- Activity 1 -
From the text on finger dislocation, list the finger joints where the injury can occur, giving each joint's name and abbreviation.
- Activity 2 -
Answer these questions using the text on finger dislocation:
(a) Which joint is most commonly dislocated?
(b) Which tissue most often tears in a finger dislocation?
(c) What determines the direction of the dislocation?

- Text segment -
***

Finger dislocation is a common hand injury that can occur at the three joints of the finger (phalange): proximal interphalangeal (PIP), distal interphalange (DIP) or metacarpophalangeal (MCP) joints. The most common joint to be dislocated is the PIP joint of the middle finger.
The finger is most at risk of dislocation when exposed to high impact activities and forced overstreching. These types of forces are common in high impact and full contact sports like football, basketball and rugby. However, repetitive strain on the joints during daily activities can progressively weaken the support structures of the joint increasing the risk of dislocation.
A finger dislocation usually involves excessive forces that exceed the tensile strength of the connective tissue. This causes the tissue, most often the ligament, to partially or completely tear allowing the bony surfaces to move away from each other and the small bone/s can displace or “pop” out of their normal position. The direction of the dislocation will depend on the direction of the forces that caused the injury.

***

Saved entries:
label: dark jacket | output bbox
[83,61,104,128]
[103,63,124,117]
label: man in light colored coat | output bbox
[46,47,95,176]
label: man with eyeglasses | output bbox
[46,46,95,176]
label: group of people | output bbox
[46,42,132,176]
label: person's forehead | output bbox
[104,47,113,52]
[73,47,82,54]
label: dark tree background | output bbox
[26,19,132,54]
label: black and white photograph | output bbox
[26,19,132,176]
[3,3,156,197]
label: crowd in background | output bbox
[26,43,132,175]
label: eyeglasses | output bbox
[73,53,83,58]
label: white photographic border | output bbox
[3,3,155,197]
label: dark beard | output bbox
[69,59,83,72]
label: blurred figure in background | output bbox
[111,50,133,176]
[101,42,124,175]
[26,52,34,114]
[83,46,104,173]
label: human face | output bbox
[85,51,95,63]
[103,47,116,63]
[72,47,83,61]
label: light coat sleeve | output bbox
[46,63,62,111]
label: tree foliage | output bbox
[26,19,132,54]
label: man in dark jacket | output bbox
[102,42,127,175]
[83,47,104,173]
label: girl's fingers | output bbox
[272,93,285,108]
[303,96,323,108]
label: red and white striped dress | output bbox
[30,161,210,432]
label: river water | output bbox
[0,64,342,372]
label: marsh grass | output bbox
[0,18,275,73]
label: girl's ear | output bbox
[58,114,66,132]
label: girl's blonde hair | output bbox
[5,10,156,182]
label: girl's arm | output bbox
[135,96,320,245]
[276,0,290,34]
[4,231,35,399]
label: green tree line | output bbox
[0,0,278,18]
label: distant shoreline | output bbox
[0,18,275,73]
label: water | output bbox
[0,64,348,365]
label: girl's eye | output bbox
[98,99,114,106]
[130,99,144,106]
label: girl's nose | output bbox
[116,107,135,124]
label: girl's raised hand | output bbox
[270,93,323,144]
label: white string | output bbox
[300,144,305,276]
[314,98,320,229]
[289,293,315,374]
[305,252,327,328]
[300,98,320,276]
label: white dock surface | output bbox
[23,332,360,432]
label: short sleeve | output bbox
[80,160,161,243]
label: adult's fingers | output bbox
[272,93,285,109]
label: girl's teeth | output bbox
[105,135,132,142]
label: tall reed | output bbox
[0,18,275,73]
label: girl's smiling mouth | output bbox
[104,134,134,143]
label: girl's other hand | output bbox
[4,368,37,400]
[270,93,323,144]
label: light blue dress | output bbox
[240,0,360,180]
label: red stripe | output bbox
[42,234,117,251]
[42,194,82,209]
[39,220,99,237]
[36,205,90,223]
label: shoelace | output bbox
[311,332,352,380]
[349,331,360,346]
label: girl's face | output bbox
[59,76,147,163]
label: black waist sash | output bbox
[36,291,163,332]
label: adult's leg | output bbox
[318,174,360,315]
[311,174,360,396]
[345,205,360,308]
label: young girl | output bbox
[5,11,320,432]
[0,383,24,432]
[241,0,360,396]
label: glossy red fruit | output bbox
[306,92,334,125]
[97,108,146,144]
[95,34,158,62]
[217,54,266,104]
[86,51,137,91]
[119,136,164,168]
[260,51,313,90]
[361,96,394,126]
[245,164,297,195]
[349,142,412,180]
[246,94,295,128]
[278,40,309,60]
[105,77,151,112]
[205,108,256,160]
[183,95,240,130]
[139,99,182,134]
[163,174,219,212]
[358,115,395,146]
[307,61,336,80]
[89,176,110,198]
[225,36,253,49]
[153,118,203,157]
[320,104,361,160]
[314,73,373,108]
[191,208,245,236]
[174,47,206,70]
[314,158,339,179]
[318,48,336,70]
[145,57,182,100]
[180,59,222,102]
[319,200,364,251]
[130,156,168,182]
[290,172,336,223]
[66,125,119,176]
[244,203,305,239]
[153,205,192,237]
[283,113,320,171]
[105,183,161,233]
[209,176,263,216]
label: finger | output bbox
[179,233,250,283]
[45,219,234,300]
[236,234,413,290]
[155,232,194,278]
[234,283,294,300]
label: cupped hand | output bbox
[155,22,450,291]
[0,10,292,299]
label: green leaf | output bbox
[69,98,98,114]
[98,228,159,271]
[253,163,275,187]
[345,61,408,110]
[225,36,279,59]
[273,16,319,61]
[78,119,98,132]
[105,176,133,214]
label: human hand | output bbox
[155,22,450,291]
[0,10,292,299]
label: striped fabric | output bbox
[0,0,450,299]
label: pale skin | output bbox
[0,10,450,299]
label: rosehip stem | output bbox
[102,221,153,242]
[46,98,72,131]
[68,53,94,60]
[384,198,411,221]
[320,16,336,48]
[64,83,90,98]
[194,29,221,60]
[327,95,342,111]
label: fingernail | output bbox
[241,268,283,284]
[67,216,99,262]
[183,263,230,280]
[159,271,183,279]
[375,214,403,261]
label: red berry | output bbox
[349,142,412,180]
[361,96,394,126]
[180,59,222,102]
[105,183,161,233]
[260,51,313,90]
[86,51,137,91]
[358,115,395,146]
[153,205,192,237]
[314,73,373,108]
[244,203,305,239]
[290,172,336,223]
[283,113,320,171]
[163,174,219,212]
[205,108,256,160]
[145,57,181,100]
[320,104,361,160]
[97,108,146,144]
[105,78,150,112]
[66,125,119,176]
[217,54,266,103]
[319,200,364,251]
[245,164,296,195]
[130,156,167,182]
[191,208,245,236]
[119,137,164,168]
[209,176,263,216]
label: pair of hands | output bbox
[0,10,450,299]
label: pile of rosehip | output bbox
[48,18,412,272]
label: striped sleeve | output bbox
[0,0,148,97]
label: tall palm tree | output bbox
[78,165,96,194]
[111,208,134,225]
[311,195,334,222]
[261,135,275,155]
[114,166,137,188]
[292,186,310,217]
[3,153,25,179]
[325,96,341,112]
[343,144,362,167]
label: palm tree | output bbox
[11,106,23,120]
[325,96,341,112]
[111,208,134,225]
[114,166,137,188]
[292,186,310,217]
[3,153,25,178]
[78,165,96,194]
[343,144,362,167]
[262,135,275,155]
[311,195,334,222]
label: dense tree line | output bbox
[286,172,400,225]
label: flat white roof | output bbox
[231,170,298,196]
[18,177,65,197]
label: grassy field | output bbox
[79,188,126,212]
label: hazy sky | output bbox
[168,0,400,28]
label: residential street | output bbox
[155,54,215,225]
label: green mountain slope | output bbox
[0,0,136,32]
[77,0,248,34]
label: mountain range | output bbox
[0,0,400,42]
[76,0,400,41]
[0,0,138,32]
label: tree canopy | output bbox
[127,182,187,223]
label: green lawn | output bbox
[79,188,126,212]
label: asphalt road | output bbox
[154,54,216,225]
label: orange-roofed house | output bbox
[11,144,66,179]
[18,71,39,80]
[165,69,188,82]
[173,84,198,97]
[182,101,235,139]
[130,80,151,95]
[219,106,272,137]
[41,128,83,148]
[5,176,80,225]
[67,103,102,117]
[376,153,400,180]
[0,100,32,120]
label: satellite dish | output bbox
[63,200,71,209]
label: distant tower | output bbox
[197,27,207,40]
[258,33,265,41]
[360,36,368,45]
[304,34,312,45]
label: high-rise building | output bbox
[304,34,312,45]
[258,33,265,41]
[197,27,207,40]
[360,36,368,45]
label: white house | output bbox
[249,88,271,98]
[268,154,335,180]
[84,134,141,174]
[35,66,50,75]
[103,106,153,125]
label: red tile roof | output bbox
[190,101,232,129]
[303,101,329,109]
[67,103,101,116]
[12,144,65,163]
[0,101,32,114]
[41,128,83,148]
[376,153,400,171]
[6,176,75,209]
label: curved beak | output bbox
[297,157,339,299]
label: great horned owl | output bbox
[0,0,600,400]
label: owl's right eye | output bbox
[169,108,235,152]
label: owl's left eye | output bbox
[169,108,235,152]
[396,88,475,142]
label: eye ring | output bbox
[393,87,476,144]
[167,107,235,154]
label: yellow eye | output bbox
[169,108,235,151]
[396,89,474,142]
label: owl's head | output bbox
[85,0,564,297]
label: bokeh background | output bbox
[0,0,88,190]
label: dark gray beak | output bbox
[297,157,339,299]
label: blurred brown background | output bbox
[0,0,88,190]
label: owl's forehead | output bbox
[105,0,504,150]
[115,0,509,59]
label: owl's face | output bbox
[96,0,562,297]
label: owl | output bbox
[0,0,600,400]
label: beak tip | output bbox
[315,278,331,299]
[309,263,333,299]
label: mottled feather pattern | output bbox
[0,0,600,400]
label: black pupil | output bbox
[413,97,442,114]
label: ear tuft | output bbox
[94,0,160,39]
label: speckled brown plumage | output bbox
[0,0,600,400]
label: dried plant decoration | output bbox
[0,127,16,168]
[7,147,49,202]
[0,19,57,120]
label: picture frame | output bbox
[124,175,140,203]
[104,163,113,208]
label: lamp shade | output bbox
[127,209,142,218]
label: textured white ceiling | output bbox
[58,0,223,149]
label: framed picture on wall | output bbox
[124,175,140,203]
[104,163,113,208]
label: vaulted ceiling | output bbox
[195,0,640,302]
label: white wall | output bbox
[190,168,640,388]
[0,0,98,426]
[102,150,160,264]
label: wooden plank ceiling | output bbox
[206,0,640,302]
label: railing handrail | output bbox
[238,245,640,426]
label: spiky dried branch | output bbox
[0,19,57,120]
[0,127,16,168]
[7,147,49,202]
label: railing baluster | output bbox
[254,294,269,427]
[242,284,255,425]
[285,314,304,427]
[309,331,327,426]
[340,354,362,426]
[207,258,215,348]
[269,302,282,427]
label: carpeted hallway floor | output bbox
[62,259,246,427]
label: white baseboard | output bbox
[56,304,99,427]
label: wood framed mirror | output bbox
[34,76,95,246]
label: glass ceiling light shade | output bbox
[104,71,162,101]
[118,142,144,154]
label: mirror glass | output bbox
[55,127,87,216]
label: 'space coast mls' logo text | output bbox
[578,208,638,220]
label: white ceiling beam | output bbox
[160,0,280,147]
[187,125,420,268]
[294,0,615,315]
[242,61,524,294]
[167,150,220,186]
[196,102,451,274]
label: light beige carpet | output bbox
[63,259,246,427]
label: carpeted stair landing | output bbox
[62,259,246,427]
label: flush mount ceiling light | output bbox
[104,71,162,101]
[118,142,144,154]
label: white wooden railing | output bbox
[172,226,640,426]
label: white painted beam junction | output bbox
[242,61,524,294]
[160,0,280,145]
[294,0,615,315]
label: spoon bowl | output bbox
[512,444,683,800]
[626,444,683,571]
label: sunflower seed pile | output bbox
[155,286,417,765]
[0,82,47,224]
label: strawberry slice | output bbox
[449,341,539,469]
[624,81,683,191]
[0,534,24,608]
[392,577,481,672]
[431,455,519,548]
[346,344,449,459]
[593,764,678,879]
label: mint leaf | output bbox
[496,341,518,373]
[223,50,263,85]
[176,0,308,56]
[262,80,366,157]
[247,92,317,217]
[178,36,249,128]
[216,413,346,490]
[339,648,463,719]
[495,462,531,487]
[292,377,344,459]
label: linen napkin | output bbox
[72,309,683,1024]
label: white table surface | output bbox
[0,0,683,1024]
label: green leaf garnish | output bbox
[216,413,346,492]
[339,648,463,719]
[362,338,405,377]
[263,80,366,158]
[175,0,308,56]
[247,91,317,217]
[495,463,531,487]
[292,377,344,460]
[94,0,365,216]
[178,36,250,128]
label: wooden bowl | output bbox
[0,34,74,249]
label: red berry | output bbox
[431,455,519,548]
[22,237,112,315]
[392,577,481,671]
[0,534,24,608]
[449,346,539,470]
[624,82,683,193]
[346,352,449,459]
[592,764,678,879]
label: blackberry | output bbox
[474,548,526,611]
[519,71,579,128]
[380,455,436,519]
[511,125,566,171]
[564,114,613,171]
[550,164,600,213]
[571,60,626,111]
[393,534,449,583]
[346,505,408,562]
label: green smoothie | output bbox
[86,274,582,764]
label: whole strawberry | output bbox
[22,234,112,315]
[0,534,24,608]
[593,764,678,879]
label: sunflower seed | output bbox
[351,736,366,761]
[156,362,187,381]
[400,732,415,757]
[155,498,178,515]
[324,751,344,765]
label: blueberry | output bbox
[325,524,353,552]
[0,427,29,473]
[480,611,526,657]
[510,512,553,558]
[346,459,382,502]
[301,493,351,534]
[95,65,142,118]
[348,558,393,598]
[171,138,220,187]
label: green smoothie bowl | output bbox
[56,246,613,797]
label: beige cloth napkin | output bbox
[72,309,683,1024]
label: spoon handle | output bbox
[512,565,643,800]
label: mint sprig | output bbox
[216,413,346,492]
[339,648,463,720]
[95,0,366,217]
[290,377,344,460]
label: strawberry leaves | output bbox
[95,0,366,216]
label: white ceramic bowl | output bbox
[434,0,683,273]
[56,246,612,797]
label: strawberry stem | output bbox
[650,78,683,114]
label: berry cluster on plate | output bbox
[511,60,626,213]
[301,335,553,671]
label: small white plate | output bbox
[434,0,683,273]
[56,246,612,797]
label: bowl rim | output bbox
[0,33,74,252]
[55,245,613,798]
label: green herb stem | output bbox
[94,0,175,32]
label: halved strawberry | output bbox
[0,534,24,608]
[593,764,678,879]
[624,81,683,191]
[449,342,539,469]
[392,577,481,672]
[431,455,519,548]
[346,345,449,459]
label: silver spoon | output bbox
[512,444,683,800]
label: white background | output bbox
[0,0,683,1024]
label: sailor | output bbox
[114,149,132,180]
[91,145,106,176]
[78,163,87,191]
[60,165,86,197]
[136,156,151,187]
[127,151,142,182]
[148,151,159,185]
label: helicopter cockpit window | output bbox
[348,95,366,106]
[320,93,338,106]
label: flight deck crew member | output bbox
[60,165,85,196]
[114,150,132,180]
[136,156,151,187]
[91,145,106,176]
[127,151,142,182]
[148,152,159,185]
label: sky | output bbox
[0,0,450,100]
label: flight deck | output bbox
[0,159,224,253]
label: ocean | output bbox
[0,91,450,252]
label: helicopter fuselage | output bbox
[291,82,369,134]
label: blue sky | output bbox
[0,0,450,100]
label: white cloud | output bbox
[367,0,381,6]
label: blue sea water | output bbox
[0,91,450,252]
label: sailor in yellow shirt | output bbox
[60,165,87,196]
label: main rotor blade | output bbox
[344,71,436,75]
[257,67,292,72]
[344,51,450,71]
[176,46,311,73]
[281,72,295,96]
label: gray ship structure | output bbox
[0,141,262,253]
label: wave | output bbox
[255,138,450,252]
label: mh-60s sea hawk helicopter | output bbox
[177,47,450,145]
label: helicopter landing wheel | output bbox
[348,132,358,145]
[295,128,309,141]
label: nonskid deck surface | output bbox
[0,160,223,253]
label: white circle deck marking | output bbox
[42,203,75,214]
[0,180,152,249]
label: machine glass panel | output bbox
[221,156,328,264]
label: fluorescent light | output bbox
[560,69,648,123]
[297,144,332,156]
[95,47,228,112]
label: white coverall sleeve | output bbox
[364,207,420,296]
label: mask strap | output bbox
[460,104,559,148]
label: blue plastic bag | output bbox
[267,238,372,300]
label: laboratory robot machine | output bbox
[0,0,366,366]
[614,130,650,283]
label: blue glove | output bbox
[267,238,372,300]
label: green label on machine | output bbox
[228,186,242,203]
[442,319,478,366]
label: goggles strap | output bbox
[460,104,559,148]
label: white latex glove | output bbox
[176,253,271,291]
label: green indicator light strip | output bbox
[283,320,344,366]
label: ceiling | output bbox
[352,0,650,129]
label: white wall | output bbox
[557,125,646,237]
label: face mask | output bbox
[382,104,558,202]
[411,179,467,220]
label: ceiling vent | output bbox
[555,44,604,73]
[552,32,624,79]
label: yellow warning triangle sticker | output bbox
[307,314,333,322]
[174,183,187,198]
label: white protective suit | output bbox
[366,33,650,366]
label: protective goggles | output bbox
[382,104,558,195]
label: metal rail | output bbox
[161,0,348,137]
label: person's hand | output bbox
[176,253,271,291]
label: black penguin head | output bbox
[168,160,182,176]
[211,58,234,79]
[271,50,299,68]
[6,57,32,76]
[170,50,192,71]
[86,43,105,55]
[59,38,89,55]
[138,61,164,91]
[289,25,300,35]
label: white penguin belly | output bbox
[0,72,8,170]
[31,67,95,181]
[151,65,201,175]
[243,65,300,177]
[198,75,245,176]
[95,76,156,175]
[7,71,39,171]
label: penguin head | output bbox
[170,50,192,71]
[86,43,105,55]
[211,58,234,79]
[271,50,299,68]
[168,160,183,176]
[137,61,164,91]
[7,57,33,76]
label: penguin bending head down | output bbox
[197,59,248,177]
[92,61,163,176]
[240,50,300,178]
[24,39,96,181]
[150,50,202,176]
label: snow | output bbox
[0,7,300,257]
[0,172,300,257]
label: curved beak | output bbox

***

- Your solution 1 -
The text names these joints:
- Proximal interphalangeal (PIP)
- Distal interphalange (DIP)
- Metacarpophalangeal (MCP)

- Your solution 2 -
(a) The PIP joint of the middle finger is the most commonly dislocated joint.
(b) The ligament is the tissue that most often tears.
(c) The direction of the forces that caused the injury determines the direction of the dislocation.